Dataset content -
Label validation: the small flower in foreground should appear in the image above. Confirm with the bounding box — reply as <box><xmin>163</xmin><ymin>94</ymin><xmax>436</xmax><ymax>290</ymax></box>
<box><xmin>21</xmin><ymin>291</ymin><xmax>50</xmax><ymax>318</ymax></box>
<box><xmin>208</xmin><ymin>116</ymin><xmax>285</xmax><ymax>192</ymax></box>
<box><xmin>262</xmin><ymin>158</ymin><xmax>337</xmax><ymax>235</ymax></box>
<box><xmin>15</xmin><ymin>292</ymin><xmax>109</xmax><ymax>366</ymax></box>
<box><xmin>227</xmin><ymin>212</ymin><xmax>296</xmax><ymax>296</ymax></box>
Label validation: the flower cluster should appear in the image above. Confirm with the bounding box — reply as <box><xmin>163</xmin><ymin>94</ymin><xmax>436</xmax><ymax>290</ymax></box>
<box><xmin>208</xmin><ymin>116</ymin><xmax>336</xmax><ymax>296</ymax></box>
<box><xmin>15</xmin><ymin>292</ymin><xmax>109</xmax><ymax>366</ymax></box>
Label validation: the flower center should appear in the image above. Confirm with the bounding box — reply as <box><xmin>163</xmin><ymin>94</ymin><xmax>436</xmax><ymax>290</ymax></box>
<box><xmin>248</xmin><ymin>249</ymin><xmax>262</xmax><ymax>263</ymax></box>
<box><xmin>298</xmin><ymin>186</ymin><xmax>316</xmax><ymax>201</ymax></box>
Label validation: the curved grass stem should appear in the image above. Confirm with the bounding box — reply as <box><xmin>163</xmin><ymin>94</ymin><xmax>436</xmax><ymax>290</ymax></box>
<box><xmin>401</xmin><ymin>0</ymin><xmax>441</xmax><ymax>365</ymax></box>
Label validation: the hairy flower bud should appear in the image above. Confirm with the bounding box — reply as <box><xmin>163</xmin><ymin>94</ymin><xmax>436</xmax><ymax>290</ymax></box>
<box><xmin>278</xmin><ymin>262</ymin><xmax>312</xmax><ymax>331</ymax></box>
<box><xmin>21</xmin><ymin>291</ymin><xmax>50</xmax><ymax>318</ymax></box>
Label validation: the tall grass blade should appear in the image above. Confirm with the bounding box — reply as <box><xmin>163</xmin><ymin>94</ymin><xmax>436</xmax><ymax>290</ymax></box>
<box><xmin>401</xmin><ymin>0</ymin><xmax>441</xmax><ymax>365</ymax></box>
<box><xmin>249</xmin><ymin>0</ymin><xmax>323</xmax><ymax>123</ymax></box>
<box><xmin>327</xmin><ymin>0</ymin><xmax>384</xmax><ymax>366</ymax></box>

Problem to solve - Rewrite every line from the one containing "Label validation: the tall" through the end of the rows, including the request lines. Multiply each bounding-box coordinate in the answers by 0.55 and round to the nearest whole number, rounding halves up, and leave the numbers in the requests and their sample reply format unchanged.

Task response -
Label validation: the tall grass blade should appear in the image above. Confirm with the bounding box — reply as <box><xmin>163</xmin><ymin>94</ymin><xmax>436</xmax><ymax>290</ymax></box>
<box><xmin>221</xmin><ymin>0</ymin><xmax>243</xmax><ymax>201</ymax></box>
<box><xmin>137</xmin><ymin>0</ymin><xmax>178</xmax><ymax>68</ymax></box>
<box><xmin>180</xmin><ymin>0</ymin><xmax>211</xmax><ymax>201</ymax></box>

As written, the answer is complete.